TASK DETAILS:
Restate every record exactly, with nothing skipped.

------ RAW DATA

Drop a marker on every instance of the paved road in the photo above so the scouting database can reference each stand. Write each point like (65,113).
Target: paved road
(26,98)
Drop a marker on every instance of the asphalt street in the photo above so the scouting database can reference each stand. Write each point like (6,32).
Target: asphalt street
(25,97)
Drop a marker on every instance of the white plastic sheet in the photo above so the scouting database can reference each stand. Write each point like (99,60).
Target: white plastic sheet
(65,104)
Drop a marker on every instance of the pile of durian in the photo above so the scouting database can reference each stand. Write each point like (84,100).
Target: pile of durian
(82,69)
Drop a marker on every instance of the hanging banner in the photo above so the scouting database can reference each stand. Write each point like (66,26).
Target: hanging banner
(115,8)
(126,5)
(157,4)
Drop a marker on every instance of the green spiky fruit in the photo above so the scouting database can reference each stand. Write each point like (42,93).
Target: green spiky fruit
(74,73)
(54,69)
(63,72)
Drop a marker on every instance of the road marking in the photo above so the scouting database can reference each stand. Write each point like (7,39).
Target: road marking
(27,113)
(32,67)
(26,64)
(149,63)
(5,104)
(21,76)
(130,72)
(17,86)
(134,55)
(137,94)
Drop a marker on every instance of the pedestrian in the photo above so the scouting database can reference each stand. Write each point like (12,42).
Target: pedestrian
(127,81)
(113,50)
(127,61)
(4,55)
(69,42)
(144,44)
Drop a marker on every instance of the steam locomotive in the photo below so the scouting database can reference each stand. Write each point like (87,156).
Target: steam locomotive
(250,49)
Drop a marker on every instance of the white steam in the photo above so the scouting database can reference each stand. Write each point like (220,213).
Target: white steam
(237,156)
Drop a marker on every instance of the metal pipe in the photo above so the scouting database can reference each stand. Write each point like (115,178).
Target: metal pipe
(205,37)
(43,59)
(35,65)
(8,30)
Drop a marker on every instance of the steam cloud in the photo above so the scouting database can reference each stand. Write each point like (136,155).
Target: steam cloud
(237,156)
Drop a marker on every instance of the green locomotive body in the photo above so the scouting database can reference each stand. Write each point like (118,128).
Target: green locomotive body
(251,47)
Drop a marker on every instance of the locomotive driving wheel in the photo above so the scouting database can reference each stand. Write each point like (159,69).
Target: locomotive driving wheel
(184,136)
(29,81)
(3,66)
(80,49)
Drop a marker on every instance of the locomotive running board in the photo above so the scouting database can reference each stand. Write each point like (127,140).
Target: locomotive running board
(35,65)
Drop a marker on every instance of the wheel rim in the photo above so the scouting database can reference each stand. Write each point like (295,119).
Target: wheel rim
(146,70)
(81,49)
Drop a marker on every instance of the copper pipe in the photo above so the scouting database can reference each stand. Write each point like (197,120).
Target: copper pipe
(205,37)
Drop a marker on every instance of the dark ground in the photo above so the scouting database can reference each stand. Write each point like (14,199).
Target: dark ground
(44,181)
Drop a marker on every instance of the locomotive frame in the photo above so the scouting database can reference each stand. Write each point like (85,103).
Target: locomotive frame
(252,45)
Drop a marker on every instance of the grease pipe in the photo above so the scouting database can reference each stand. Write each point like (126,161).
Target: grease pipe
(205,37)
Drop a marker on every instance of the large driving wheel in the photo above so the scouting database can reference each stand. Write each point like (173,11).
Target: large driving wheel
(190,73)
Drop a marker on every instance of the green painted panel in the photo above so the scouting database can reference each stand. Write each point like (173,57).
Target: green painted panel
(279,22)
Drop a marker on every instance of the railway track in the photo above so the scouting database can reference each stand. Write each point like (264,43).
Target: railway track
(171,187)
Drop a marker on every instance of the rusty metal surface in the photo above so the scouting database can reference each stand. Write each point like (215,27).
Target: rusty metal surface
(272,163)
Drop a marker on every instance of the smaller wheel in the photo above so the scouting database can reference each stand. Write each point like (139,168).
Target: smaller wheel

------------

ANSWER BOX:
Drop a marker on every instance of the paved road in the photo above so the scouting database can reference each stand. Write each point like (65,113).
Target: paved road
(26,98)
Drop a marker on every instance of the asphalt street in the photo above so the scouting database can reference each stand. Write each point like (6,32).
Target: asphalt street
(25,97)
Drop a marker on every instance of the white plastic sheet in the photo above so the scouting database can reference each stand. Write each point like (99,60).
Target: white plastic sheet
(65,104)
Drop a marker on every instance of the pile of durian in the photo above so the scouting database can reference each stand. Write each point like (84,100).
Target: pile of durian
(82,69)
Drop a marker on every instance of the hanging banner in the photo above so the scouting database can reference each stand. Write each point like (66,26).
Target: hanging banner
(115,8)
(126,5)
(157,4)
Drop a marker on every instance of the green spiky fruit in the photo above so the scouting database can reference each stand. Write each point like (42,93).
Target: green spiky fruit
(74,73)
(54,69)
(63,72)
Drop a marker on every instance of the road marking in the photo above so the scouting database can reference each stand. Write each point like (7,39).
Target: road marking
(27,113)
(32,67)
(26,64)
(149,63)
(5,104)
(21,76)
(130,72)
(17,86)
(134,55)
(137,94)
Drop a marker on every instance of the pedestrian in the photo above so the scouting database can reference each stand. Write each point like (12,42).
Target: pedestrian
(127,81)
(113,50)
(127,61)
(4,55)
(69,42)
(144,44)
Drop a marker on every instance of the steam locomotive in the photo below so the scouting database can reference each stand. Write each point like (87,156).
Target: steam locomotive
(250,49)
Drop a marker on every instance of the white steam in the photo above so the scouting database can reference each stand. Write each point like (220,213).
Target: white steam
(237,156)
Drop a marker on every instance of the metal pipe in the photo above so the scouting database can reference each stand. Write each point like (115,178).
Target: metal pipe
(205,37)
(43,59)
(35,65)
(8,30)
Drop a marker on every instance of the steam cloud in the photo above so the scouting database can reference each stand. Write each point like (136,155).
Target: steam cloud
(237,156)
Drop a marker on every instance of the green locomotive body in the photo above so the scouting database can reference each stand. Write each point like (118,128).
Target: green locomotive body
(251,47)
Drop a marker on every instance of the locomotive driving wheel in the photo above so the scouting database can reference each stand. Write each point like (159,69).
Target: locomotive driving wheel
(184,136)
(29,81)
(3,66)
(80,49)
Drop a marker on every instance of the locomotive running board in the photo above so the scouting database can reference each stand. Write each point like (127,140).
Target: locomotive running board
(35,65)
Drop a marker on every instance of the wheel rim in the photo above so the scouting database can reference each stand. Write each point like (295,119).
Target: wheel rim
(146,70)
(81,49)
Drop a marker on every instance of the copper pipe in the photo above so the scouting database can reference each stand. Write each point like (197,120).
Target: copper pipe
(205,37)
Drop a marker on every instance of the dark ground in the photo above so the scouting database can reference each stand. Write each point like (14,199).
Target: dark ground
(44,181)
Drop a marker on every instance of the locomotive frame in the photo above so the scouting database can reference each stand. Write each point like (85,103).
Target: locomotive frame
(252,45)
Drop a marker on every instance of the grease pipe in the photo above so the scouting database can reference each stand. Write each point like (126,161).
Target: grease pipe
(205,37)
Drop a marker on every instance of the large driving wheel in the photo above so the scouting database can reference each stand. Write each point like (173,11).
Target: large driving wheel
(190,73)
Drop a marker on every instance of the green painted panel in the photo above so the scouting database can reference each stand. Write each point like (173,57).
Target: green painted panel
(279,22)
Drop a marker on every instance of the railway track in the photo above so the scouting database can reference each stand. Write each point like (264,43).
Target: railway track
(171,187)
Drop a marker on every instance of the rusty metal surface in the photo above so the scouting database can reference each stand. Write each point like (215,27).
Target: rusty metal surface
(272,163)
Drop a marker on every instance of the smaller wheel in the photo above so the scouting database can reference each stand. Write each point like (139,168).
Target: smaller wheel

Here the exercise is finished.